Pick up the article about the strike by Ingham's workers below and keep writing it from its last sentence.

(EXTRACT TO READ Opens)

Ingham’s workers win higher wages 

“Five! Four! Three! Two! One! Zero!”

A cheer went up from the gathered crowd as the clock struck midnight. This was not a New Year’s Eve party: clad in the red shirts of the United Workers Union, the workers from an Ingham’s chicken-processing plant were on strike.

Production ground to a halt from late in the night on Thursday, 21 September, as workers picketed the northern Adelaide processing plant. They were later joined by the smaller Perth plant.

Ingham’s is the biggest processing company of chicken and turkey in the southern hemisphere, providing chicken to KFC, Woolworth’s, Aldi and McDonald’s, among others. The whole production process takes place at these plants: live chickens go in, and chicken skewers and breast cuts come out.

Everyone works at breakneck speed. Striking workers accused management of deliberately running clocks in the factory too fast or slow to control the pay and hours of work. Bathroom breaks are timed, and their number was recently halved to increase productivity.

“In the injector area especially, there is somebody ... their job is to stand behind the worker with a stopwatch, timing everybody. Not just once a day or one hour, from 5:30 in the morning until 1:36 when we go home, they stay there,” Jack,* a worker in the injector area, said to Red Flag.

“It’s a really tough job”, Jack continued. “The palm of my hand had an operation; I feel tingling in my fingers, numbness, especially when I have a very heavy job in the day. The company sent me to a doctor [but] did not compensate for my injury. I had surgery on my hand. The surgeon told me you have to rest at home for two to four weeks, but the company called me back after two weeks. The surgeon wrote down that for four weeks I should have light duty work, but they put me on light duty for only two weeks. The reason why my hand is still like this is because I didn’t get enough time for my injury.”

Thanks to this acute exploitation and recent inflated prices, company profits have increased by 72 percent since last year. Meanwhile, many of the workers can barely afford the chicken they produce on an hourly rate of $21.50-$27.

“The cost of living right now, that is a pretty big hit for everyone”, said Alex,* a dock worker, to Red Flag. “People have families to feed. They [management] get nice bonuses at the end of the year and we have to decide whether we can fill up our cars this week.”

In negotiations with the union, Ingham’s offered a below-inflation 3.9 percent increase for the next year, followed by a 3.5 percent increase for the following two years. Around a thousand workers rejected this offer and instead chose to strike. Their main demand was a pay rise, but they also wanted more breaks and casual to permanent conversion at six months.

“Everything is going up, now the rental, everything”, Sam,* another worker, told Red Flag. “We are fighting today for the pay rise. We stand up together, we fight together, not for ourselves, for all the workers.

(EXTRACT TO READ Closes)
(EXCERPTED RECORDS Opens)

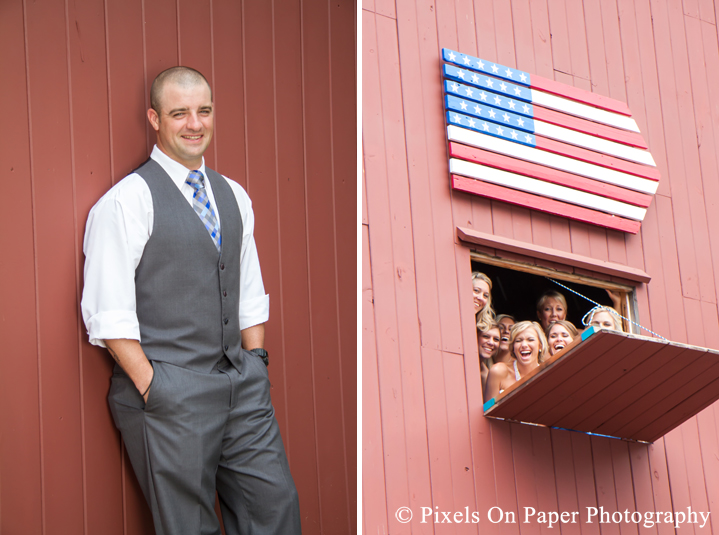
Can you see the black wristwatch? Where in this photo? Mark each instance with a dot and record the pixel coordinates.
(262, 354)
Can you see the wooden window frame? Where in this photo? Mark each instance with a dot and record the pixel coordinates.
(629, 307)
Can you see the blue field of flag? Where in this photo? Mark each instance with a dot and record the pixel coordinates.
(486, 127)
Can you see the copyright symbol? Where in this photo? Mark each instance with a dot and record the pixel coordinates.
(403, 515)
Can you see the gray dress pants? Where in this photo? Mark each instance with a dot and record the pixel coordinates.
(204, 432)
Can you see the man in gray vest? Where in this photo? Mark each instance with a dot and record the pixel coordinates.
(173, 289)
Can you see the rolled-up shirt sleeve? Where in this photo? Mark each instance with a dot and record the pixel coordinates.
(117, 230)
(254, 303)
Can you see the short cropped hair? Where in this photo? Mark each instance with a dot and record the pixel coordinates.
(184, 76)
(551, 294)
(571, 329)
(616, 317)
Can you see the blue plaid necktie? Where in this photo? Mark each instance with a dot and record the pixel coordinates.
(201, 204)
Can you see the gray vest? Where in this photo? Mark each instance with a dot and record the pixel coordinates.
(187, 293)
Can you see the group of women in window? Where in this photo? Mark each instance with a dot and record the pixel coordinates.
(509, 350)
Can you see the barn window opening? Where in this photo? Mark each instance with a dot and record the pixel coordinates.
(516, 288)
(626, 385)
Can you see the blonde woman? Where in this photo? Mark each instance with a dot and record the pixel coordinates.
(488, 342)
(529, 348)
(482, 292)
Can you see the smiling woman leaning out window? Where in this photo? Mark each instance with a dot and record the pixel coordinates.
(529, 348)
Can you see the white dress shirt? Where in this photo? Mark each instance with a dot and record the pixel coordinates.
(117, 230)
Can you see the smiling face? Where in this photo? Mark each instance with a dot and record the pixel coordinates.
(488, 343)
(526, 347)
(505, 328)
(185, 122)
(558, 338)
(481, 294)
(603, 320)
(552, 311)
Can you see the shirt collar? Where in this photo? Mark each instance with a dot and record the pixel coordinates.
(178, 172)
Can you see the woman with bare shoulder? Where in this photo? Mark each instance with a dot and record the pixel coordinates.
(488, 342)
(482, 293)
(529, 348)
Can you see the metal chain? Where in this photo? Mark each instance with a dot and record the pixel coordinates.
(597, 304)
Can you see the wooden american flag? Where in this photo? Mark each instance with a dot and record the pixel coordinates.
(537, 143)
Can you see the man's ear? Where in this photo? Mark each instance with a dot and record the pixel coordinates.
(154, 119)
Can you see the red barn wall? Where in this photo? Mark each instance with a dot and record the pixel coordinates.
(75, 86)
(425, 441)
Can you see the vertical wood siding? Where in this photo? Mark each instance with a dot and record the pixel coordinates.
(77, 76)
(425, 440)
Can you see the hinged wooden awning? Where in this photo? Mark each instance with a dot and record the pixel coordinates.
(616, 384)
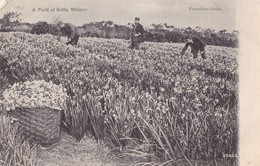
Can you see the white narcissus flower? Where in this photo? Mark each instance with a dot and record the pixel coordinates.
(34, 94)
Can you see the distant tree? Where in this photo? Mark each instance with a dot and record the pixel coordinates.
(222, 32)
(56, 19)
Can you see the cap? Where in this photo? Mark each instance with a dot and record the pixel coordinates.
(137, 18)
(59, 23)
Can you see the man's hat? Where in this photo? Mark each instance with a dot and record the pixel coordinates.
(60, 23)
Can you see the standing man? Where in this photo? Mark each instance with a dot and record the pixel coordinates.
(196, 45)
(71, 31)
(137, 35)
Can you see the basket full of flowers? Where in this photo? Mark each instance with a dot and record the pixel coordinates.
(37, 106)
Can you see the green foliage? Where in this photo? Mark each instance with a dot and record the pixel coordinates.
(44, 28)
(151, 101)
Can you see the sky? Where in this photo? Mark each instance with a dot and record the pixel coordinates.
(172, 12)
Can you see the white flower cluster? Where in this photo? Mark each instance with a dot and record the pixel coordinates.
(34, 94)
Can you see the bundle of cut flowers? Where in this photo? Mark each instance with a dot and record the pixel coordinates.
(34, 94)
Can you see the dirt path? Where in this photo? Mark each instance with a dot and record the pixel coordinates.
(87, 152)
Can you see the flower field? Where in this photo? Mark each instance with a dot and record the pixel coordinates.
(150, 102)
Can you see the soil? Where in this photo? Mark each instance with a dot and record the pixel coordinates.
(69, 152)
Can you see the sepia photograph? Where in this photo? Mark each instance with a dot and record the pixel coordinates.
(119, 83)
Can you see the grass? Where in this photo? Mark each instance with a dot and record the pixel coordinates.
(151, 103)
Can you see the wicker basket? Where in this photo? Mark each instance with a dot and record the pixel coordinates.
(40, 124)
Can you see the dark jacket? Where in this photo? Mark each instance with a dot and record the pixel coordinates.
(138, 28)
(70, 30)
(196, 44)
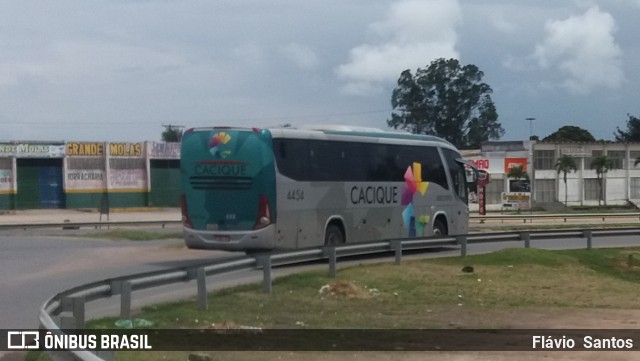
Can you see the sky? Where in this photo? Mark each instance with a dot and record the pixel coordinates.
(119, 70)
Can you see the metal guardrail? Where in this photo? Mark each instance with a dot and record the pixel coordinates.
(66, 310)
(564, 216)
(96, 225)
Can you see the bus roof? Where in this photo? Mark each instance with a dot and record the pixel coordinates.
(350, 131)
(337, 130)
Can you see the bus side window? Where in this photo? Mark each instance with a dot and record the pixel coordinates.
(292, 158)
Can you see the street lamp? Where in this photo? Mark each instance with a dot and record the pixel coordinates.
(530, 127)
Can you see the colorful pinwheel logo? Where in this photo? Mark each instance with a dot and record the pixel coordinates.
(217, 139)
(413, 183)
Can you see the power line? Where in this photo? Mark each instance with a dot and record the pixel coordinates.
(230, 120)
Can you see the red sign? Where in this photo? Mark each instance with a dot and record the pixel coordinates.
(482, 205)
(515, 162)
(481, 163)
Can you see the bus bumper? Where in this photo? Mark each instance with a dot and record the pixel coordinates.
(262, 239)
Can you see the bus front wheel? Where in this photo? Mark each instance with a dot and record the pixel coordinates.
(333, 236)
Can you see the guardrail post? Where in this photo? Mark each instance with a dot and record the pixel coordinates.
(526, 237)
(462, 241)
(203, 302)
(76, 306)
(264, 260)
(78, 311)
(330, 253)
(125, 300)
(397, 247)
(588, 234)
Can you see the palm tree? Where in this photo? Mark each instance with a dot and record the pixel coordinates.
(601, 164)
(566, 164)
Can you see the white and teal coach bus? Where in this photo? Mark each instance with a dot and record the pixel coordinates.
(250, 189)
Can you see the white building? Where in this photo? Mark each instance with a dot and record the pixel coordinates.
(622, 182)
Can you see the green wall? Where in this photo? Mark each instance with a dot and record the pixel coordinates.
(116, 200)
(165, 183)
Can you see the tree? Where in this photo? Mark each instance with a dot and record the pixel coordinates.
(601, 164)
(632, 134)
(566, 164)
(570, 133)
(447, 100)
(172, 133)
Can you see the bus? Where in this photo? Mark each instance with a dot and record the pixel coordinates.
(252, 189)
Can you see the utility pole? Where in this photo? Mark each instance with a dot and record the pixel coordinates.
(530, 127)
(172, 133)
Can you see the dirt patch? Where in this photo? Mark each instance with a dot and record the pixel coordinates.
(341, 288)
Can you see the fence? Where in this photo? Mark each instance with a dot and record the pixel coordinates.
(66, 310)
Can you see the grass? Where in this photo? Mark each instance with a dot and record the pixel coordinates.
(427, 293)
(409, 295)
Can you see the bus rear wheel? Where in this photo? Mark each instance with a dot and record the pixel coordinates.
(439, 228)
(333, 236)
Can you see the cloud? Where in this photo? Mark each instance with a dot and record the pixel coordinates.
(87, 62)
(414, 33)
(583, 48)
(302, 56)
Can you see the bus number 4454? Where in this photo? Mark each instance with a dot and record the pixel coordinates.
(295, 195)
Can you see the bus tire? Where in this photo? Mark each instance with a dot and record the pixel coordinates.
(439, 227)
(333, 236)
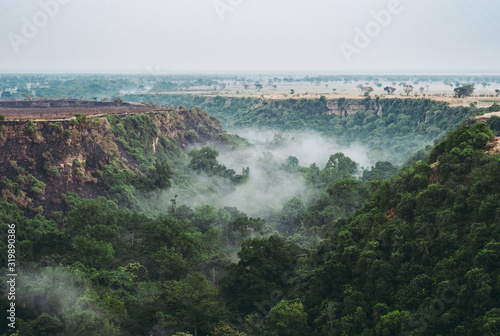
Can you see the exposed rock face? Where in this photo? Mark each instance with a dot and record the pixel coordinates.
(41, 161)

(EXCERPTED RECORDS Closes)

__YOUR RESPONSE__.
Ingham’s has a largely migrant workforce, and many are trying to support their families overseas with their meagre wages.

“They are able to put more pressure on the workers because most people are refugees”, Jack explains. “They are very vulnerable because they think they are alone, and for this reason the company uses these people, they take maximum advantage, slavery.”

The crowd grew at 2:00am as the early morning shift workers arrived—most of them wearing union shirts and ready to join the picket. Some came to scab but were soon surrounded by strikers who fiercely argued with them. The crowd cheered every time one of these workers was won over and donned a red union shirt. Hardened scabs lingered angrily outside the gates, unable to spot an opening to sneak in.

By morning, the site was bustling with activity. When decisions had to be made, workers burst into arguments with each other, discussing the best tactics to win the strike. If they saw scabs trying to get in, or trucks with produce trying to get out, they jumped into action on the picket line, chanting “Nothing in and nothing out!”.

At the end of the first day, they decided to extend the strike indefinitely until the company met their demands.

By the following day, the smell of rotting chicken wafted throughout the picket—management pushed the trash as close as possible to the striking workers. One of the kill yard workers commented that, however bad, it was going to be worse inside for the managers and scabs.

Chicken began to disappear from the shelves in major supermarkets across South Australia. The strike was putting a serious dent in Ingham’s profits.

The company finally gave in on Tuesday after almost a week of striking. The offer now stands at a 5.12 percent pay rise for the first year and 4 percent for the subsequent years. This is a victory for Ingham’s workers, made possible only by their determined strike action.

*Names have been changed to protect the anonymity of those involved.